Instructions to follow:
Every line below that carries the word "platform" needs to be copied.

[Provided data Boundary: Start]

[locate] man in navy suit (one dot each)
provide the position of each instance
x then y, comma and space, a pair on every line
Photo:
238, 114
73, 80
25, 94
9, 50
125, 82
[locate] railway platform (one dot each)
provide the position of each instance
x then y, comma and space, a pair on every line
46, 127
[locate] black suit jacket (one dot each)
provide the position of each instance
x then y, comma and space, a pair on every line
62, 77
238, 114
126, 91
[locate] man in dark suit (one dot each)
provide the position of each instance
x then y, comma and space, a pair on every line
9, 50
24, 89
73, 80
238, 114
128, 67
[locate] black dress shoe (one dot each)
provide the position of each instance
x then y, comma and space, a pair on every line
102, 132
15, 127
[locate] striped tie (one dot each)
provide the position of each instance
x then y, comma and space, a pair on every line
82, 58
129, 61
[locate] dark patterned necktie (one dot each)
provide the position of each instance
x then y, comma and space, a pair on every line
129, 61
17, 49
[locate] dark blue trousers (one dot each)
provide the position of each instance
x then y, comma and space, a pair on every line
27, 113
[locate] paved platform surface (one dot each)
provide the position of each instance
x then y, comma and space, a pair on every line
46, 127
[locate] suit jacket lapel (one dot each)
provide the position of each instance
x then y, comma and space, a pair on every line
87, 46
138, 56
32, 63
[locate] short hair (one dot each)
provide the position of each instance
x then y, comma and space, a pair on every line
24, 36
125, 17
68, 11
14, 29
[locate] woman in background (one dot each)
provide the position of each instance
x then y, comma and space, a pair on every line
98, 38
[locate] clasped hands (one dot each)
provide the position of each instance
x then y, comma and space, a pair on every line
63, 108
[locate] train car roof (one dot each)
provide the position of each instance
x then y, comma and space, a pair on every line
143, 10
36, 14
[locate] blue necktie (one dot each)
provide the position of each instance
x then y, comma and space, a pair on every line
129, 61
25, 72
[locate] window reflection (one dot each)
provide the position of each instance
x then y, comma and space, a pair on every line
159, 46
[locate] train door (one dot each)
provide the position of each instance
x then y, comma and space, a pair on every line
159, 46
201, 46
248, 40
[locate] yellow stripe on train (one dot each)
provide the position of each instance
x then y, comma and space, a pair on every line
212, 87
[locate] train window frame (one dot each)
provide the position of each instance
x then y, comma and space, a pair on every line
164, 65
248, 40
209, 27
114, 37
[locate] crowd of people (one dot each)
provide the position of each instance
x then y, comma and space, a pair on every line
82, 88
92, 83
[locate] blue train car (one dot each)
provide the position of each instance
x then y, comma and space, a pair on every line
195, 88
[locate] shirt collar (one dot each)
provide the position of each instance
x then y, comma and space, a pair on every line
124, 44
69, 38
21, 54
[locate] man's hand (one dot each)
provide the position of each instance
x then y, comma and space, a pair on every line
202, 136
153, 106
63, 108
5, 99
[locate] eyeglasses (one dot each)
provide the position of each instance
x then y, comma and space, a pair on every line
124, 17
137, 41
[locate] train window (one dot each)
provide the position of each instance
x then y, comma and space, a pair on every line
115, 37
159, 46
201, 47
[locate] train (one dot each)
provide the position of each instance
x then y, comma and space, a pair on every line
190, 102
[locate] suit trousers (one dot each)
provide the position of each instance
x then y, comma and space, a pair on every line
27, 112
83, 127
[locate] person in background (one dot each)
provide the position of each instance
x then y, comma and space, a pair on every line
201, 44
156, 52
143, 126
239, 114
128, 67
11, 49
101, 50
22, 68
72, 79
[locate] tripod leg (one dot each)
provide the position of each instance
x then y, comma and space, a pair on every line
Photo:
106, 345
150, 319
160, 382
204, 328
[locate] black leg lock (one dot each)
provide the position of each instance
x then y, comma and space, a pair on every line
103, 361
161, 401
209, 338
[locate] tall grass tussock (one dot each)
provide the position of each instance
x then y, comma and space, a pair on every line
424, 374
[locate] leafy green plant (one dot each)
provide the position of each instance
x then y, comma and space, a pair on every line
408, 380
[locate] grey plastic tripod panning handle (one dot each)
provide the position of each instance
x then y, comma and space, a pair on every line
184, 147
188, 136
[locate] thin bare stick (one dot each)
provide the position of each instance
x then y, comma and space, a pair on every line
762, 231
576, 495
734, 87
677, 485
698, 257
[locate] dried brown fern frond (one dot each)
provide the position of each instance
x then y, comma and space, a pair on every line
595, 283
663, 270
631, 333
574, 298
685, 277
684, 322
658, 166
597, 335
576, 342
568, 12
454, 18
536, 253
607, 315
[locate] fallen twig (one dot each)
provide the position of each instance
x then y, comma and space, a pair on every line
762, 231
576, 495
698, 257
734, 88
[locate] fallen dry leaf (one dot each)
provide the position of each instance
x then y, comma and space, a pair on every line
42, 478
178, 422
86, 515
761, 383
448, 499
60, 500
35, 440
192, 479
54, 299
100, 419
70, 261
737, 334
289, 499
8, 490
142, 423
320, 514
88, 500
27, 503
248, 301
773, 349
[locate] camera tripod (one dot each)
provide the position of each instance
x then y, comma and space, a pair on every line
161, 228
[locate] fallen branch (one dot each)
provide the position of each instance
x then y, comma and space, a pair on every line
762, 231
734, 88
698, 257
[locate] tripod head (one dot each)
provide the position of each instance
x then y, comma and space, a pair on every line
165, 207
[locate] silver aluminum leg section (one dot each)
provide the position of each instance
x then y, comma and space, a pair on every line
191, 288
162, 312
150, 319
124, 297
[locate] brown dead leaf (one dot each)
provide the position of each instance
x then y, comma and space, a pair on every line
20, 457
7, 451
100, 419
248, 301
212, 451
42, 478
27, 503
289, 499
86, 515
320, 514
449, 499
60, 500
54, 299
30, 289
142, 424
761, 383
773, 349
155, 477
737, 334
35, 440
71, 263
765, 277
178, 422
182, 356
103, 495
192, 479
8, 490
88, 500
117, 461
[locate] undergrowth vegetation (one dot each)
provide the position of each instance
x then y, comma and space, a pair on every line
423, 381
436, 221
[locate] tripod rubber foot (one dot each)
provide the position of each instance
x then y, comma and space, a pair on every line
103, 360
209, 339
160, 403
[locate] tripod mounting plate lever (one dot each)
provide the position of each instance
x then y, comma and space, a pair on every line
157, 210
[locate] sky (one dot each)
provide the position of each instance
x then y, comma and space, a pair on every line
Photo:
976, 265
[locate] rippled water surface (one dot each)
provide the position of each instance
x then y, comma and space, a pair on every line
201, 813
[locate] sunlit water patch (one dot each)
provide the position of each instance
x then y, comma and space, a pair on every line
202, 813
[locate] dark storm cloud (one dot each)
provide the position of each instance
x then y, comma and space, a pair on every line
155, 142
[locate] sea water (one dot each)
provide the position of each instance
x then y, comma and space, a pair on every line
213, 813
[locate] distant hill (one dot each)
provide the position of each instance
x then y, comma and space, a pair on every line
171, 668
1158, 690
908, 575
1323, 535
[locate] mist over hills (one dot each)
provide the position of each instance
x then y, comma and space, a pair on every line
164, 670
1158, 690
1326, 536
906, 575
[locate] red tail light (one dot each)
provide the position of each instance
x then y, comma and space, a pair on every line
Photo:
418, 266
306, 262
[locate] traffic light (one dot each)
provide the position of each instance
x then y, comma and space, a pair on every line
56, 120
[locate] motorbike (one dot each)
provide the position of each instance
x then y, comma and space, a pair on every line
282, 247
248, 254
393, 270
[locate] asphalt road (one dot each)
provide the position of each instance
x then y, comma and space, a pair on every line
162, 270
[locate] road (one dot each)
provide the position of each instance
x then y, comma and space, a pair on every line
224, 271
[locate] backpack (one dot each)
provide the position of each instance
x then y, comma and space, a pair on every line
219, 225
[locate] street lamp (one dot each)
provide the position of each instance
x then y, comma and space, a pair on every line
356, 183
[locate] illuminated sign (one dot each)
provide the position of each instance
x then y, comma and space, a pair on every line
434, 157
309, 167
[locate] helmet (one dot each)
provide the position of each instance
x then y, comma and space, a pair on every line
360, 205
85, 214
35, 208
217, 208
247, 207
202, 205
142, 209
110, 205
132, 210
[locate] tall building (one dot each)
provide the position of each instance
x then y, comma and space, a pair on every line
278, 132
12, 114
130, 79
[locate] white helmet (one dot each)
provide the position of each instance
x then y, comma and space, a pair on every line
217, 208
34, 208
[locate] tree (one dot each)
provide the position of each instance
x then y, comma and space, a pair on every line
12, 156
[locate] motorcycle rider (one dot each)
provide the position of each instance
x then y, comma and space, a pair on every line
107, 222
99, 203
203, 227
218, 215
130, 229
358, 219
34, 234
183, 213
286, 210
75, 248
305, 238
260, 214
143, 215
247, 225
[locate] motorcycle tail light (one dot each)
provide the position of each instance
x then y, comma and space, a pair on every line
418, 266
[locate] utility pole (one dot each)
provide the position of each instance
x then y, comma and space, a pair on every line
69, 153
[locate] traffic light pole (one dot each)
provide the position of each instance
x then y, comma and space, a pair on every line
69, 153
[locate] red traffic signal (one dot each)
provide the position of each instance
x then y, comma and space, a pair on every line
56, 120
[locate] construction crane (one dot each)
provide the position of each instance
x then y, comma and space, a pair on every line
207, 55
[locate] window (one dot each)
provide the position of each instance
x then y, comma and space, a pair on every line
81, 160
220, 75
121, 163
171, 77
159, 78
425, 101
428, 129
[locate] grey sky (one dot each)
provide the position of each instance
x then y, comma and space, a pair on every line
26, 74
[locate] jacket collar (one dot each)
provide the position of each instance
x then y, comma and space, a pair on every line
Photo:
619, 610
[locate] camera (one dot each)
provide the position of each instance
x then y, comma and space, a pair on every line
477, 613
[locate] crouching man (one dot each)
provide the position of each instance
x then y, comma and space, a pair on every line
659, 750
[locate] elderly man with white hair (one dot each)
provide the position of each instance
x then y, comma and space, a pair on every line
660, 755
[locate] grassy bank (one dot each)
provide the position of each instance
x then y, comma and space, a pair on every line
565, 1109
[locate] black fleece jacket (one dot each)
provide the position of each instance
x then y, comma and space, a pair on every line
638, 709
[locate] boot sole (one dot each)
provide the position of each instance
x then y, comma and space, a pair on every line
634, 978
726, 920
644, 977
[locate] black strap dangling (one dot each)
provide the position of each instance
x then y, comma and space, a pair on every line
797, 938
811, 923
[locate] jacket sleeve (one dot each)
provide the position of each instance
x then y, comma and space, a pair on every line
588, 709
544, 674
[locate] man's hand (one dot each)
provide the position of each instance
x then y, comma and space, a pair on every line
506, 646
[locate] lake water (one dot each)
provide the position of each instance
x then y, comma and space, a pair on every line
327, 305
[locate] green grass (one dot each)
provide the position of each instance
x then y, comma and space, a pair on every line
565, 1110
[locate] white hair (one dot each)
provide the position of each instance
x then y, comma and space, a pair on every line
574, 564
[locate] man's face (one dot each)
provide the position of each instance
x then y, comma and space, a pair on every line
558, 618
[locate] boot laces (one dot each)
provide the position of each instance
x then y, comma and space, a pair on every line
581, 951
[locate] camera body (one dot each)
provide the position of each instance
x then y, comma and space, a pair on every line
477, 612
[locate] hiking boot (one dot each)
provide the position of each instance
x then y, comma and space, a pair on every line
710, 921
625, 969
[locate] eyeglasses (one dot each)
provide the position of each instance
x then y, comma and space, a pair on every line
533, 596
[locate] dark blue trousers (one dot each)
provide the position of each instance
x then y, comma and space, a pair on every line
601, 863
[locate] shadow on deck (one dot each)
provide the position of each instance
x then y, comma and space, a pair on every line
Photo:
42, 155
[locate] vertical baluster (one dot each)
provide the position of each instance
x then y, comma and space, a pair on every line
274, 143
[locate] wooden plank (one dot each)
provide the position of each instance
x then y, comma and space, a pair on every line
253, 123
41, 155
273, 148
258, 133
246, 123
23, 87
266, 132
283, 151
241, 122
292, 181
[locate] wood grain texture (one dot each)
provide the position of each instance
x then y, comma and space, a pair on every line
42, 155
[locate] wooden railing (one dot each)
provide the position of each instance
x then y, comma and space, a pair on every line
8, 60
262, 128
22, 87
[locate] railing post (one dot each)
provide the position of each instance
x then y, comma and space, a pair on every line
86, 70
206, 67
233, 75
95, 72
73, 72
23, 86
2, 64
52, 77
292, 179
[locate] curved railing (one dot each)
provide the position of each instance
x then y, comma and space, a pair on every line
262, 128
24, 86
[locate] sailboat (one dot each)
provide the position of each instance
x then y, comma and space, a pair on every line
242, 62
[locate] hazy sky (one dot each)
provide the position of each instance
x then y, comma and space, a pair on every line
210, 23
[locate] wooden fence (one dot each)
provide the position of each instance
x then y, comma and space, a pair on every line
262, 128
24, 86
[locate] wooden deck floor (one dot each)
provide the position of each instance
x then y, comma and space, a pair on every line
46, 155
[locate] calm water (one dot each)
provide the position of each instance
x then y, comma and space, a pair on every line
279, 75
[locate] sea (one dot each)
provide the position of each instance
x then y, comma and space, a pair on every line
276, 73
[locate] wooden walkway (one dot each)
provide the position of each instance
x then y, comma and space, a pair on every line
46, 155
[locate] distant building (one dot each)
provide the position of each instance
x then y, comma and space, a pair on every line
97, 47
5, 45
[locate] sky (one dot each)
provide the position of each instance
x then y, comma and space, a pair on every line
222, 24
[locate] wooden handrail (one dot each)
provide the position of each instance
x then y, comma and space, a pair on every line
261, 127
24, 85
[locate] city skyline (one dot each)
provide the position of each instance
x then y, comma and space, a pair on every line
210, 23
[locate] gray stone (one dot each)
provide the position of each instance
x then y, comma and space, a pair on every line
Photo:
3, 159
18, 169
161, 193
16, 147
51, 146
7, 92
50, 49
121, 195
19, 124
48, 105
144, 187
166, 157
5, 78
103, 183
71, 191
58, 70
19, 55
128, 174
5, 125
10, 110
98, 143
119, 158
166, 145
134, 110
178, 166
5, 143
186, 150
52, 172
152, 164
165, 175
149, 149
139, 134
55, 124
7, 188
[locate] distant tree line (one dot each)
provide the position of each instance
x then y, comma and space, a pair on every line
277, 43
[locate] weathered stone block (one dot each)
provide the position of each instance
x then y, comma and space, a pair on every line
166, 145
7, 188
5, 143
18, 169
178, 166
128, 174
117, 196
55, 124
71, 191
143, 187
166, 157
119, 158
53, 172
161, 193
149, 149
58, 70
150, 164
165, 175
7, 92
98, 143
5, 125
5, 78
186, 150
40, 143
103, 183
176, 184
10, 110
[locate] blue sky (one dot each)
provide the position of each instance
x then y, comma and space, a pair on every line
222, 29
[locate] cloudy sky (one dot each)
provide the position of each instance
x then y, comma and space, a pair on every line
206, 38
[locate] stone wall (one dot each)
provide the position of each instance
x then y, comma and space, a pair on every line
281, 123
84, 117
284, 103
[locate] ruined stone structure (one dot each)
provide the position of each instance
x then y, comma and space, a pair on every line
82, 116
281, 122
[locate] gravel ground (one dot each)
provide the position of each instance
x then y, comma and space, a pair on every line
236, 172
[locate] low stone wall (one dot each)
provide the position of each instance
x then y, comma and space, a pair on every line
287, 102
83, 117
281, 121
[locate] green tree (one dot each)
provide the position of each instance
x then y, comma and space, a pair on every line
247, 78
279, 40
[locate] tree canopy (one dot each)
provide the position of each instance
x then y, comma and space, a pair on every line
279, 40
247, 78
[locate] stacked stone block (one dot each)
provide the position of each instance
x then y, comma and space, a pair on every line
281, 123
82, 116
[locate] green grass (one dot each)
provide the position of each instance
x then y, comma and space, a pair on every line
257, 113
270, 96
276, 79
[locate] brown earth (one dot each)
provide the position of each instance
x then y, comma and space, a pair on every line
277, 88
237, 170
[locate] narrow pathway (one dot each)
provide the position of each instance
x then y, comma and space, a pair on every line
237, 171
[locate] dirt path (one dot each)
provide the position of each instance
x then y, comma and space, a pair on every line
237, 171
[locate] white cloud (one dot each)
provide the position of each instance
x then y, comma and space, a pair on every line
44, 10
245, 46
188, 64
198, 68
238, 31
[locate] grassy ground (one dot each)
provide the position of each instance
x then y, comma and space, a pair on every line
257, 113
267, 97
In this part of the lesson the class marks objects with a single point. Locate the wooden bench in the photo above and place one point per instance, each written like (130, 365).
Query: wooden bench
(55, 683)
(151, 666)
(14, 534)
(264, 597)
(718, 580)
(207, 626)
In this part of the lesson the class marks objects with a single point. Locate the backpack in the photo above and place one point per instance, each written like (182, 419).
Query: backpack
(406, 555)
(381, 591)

[Provided data Boundary: End]

Answer to the problem:
[locate] railway platform (one dot each)
[locate] paved platform surface (one dot each)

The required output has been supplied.